### EXERCISE MATERIALS
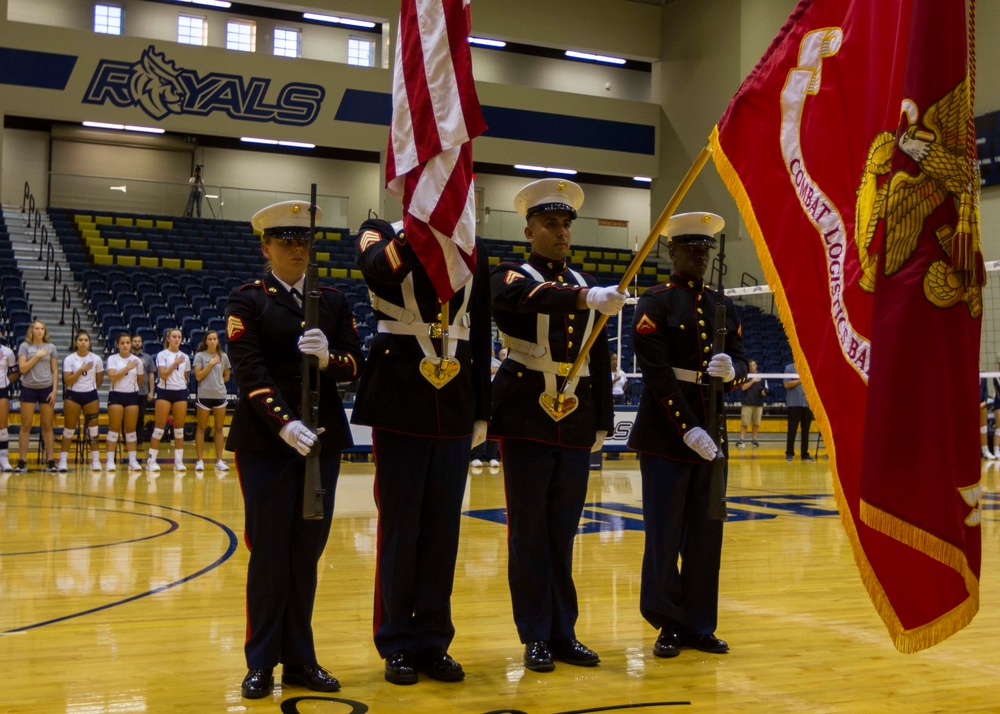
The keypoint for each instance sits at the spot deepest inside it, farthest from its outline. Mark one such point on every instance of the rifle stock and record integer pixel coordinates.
(312, 492)
(717, 421)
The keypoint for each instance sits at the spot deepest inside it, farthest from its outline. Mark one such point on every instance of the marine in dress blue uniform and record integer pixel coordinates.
(422, 433)
(546, 310)
(672, 333)
(266, 343)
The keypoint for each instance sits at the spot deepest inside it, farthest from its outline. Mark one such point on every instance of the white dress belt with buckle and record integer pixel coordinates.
(542, 364)
(516, 343)
(422, 329)
(688, 375)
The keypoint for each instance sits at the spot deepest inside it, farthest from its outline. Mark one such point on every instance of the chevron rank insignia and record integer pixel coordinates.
(234, 328)
(645, 325)
(368, 239)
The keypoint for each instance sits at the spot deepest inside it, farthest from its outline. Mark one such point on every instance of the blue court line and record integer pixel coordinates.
(212, 566)
(173, 525)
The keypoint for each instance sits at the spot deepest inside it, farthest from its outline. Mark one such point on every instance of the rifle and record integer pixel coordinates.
(716, 421)
(312, 492)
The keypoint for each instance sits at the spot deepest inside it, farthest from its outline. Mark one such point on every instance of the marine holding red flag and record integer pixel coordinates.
(426, 389)
(850, 150)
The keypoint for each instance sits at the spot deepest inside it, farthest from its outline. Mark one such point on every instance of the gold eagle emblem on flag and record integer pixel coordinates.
(905, 201)
(234, 328)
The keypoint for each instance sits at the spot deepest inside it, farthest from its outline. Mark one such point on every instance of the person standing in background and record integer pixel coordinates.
(128, 379)
(148, 390)
(8, 373)
(752, 410)
(173, 368)
(212, 369)
(83, 373)
(798, 414)
(619, 382)
(38, 363)
(264, 326)
(197, 193)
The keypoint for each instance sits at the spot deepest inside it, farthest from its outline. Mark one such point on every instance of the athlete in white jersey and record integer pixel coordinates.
(128, 380)
(8, 373)
(83, 373)
(173, 368)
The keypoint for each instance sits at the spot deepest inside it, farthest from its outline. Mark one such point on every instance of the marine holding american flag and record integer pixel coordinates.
(547, 311)
(425, 391)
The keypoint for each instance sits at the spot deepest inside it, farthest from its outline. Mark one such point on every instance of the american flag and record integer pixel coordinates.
(435, 117)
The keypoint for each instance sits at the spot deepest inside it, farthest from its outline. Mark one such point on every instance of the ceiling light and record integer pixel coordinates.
(486, 42)
(255, 140)
(594, 58)
(145, 129)
(333, 20)
(103, 125)
(123, 127)
(209, 3)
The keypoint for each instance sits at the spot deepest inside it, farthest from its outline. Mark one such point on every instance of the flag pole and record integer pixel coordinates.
(556, 407)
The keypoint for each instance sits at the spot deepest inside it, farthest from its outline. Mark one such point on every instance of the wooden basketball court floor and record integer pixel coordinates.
(125, 594)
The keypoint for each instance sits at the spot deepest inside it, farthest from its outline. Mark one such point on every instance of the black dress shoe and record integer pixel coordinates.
(438, 664)
(257, 683)
(573, 652)
(667, 644)
(705, 643)
(537, 657)
(310, 676)
(401, 668)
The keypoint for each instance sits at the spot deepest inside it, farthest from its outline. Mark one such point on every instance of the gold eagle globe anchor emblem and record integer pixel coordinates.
(905, 201)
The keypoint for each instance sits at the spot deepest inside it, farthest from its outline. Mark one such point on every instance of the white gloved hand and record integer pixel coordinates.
(313, 342)
(607, 300)
(721, 365)
(478, 432)
(297, 435)
(701, 443)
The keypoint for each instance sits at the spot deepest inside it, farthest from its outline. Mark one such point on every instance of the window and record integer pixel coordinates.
(108, 19)
(192, 30)
(361, 51)
(241, 35)
(286, 42)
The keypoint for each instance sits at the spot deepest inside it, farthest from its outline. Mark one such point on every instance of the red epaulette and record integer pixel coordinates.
(254, 284)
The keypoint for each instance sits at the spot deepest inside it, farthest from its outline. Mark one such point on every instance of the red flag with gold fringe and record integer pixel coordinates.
(850, 150)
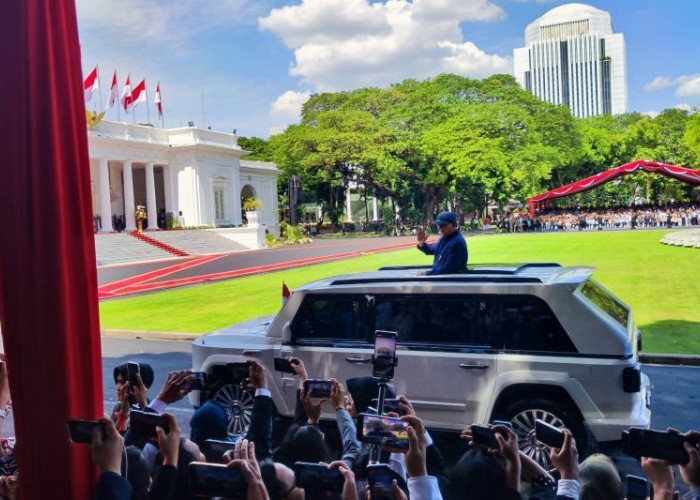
######
- [EXERCISE BRIEF]
Locate every line in the data above that contains the word "white" and copy each one out in full. Case counts, so match the word only where its capitalization is identical.

- [CORRECT RESPONSE]
The keypoint for each instance sits at the spot deepest inside it, farthest from its outline. Mark one such point on every instance of the white dress belt with buckle and record integer pixel coordinates.
The keypoint for each instance sits at the spot deepest inside it, farthest from its outline. Mark one such point on every instance of the athlete in white jersey and record integer pixel coordinates.
The keypoint for each instance sits at the spot deepest inside it, farthest from its outline. Mark one such point on every instance of the white gloved hand and record integer pixel coordinates.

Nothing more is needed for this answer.